The request - Rename "road" to "street" throughout these rows and reproduce the lines otherwise unchanged, omitting the pictures.
* START *
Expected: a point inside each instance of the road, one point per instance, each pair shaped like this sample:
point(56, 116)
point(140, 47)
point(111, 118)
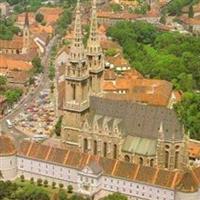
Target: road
* END *
Result for this task -
Expected: a point inside each instance of the street, one point per instance, each pair shaped like this sample:
point(56, 116)
point(140, 47)
point(111, 118)
Target: street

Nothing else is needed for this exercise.